Record extracts:
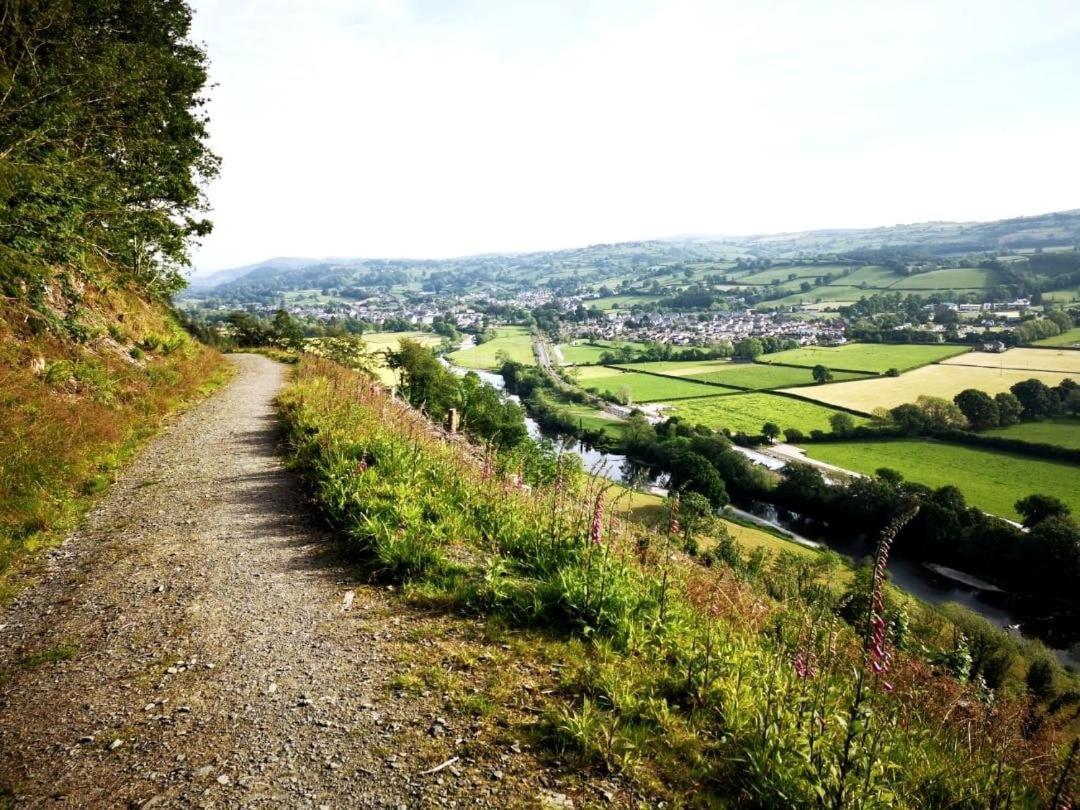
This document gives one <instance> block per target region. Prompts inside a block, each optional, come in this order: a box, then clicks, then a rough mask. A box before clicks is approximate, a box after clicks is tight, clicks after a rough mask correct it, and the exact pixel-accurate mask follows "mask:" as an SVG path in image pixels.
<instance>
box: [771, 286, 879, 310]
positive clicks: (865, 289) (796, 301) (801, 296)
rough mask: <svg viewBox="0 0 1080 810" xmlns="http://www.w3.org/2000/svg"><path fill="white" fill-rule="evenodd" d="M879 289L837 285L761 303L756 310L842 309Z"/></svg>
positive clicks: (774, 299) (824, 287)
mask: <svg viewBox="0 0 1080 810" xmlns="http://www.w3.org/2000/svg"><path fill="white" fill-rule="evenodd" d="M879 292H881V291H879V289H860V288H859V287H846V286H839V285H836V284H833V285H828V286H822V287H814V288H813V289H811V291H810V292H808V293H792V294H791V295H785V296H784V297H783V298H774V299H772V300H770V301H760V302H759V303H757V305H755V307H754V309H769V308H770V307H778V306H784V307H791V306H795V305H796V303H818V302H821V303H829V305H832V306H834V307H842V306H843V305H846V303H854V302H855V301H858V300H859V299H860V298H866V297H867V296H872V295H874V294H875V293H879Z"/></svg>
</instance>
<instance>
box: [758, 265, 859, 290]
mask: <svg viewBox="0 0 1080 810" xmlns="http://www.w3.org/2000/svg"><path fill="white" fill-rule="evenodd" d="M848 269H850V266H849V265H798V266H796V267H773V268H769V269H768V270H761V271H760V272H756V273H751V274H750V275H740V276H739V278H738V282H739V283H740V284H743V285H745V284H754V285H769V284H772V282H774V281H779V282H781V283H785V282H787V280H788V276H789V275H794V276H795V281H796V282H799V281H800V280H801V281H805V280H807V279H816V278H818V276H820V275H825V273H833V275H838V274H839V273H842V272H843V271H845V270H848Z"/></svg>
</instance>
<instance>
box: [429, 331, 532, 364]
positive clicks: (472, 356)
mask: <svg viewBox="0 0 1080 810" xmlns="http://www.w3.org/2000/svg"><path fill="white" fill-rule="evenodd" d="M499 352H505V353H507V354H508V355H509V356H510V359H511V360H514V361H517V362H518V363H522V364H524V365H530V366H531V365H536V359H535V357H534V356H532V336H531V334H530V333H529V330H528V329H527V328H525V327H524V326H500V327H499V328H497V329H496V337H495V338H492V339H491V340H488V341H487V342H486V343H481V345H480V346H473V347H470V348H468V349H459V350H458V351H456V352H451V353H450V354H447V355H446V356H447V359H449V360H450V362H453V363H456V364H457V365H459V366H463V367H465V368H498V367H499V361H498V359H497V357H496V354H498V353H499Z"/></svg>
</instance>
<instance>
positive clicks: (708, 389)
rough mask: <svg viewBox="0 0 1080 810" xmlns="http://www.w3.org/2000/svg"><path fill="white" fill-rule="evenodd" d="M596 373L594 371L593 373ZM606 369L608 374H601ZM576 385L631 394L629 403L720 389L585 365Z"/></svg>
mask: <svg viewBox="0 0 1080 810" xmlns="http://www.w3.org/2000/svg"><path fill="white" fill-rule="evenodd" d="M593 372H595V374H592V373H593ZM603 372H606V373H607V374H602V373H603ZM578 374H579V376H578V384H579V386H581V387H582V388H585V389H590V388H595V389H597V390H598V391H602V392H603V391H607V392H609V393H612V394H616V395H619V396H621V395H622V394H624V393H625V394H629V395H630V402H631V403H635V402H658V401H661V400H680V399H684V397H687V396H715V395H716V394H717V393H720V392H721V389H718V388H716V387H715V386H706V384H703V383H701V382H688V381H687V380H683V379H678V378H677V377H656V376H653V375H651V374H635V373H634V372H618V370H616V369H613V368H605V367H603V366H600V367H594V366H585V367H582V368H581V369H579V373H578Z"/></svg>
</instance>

Task statement:
Reproduce the listing above word for word, from start to finish, leaving out the picture.

Written solution:
This document gives one <instance> block per target region. Prompts inside a block, each optional, come in this order: a box, then clicks, then a rough mask. A box before clicks is approximate, a box after clicks is tight, clicks after a rough mask correct it, and the exact pixel-accurate mask follows "mask:" as an SVG path in image pixels.
<instance>
box: [771, 286, 879, 310]
positive clicks: (865, 289) (796, 301) (801, 296)
rough mask: <svg viewBox="0 0 1080 810" xmlns="http://www.w3.org/2000/svg"><path fill="white" fill-rule="evenodd" d="M879 289L837 285L761 303L756 310L842 309Z"/></svg>
positive clicks: (774, 299) (824, 287)
mask: <svg viewBox="0 0 1080 810" xmlns="http://www.w3.org/2000/svg"><path fill="white" fill-rule="evenodd" d="M879 292H881V291H879V289H860V288H859V287H846V286H839V285H836V284H833V285H828V286H822V287H814V288H813V289H811V291H810V292H808V293H792V294H791V295H785V296H784V297H783V298H774V299H772V300H770V301H760V302H759V303H757V305H755V307H754V309H769V308H770V307H778V306H784V307H791V306H795V305H796V303H818V302H821V303H829V305H832V306H834V307H842V306H843V305H846V303H854V302H855V301H858V300H859V299H860V298H866V297H867V296H872V295H874V294H875V293H879Z"/></svg>
</instance>
<instance>
box: [758, 265, 859, 290]
mask: <svg viewBox="0 0 1080 810" xmlns="http://www.w3.org/2000/svg"><path fill="white" fill-rule="evenodd" d="M848 269H850V266H849V265H798V266H796V267H773V268H769V269H768V270H761V271H760V272H756V273H751V274H750V275H740V276H739V278H738V282H739V283H740V284H743V285H745V284H754V285H769V284H772V282H774V281H779V282H781V283H785V282H787V280H788V276H789V275H794V276H795V281H796V282H799V281H800V280H801V281H805V280H807V279H816V278H818V276H820V275H825V273H833V275H838V274H839V273H842V272H843V271H845V270H848Z"/></svg>
</instance>
<instance>
box: [429, 331, 532, 364]
positive clicks: (472, 356)
mask: <svg viewBox="0 0 1080 810" xmlns="http://www.w3.org/2000/svg"><path fill="white" fill-rule="evenodd" d="M499 352H505V353H507V354H508V355H509V356H510V359H511V360H514V361H517V362H518V363H522V364H524V365H530V366H531V365H536V359H535V357H534V356H532V336H531V334H530V333H529V330H528V329H527V328H525V327H524V326H500V327H499V328H497V329H496V337H495V338H492V339H491V340H488V341H487V342H486V343H481V345H480V346H473V347H470V348H468V349H459V350H458V351H456V352H451V353H450V354H447V355H446V356H447V359H449V360H450V362H453V363H456V364H457V365H459V366H463V367H465V368H498V367H499V361H498V359H497V357H496V354H498V353H499Z"/></svg>
</instance>
<instance>
positive clicks: (708, 389)
rough mask: <svg viewBox="0 0 1080 810" xmlns="http://www.w3.org/2000/svg"><path fill="white" fill-rule="evenodd" d="M596 373L594 371L593 373ZM606 369L608 374H601ZM576 385L631 394L629 403L720 389L585 365Z"/></svg>
mask: <svg viewBox="0 0 1080 810" xmlns="http://www.w3.org/2000/svg"><path fill="white" fill-rule="evenodd" d="M593 372H595V374H592V373H593ZM603 372H606V373H607V374H602V373H603ZM578 374H579V376H578V384H579V386H581V387H582V388H585V389H590V388H595V389H597V390H598V391H602V392H603V391H607V392H609V393H612V394H616V395H619V396H621V395H622V394H624V393H625V394H629V395H630V402H631V403H635V402H658V401H661V400H680V399H684V397H687V396H715V395H716V394H717V393H720V392H721V389H718V388H716V387H715V386H706V384H703V383H701V382H688V381H687V380H683V379H678V378H677V377H656V376H653V375H651V374H635V373H634V372H618V370H616V369H613V368H605V367H603V366H600V367H594V366H585V367H582V368H581V369H579V373H578Z"/></svg>
</instance>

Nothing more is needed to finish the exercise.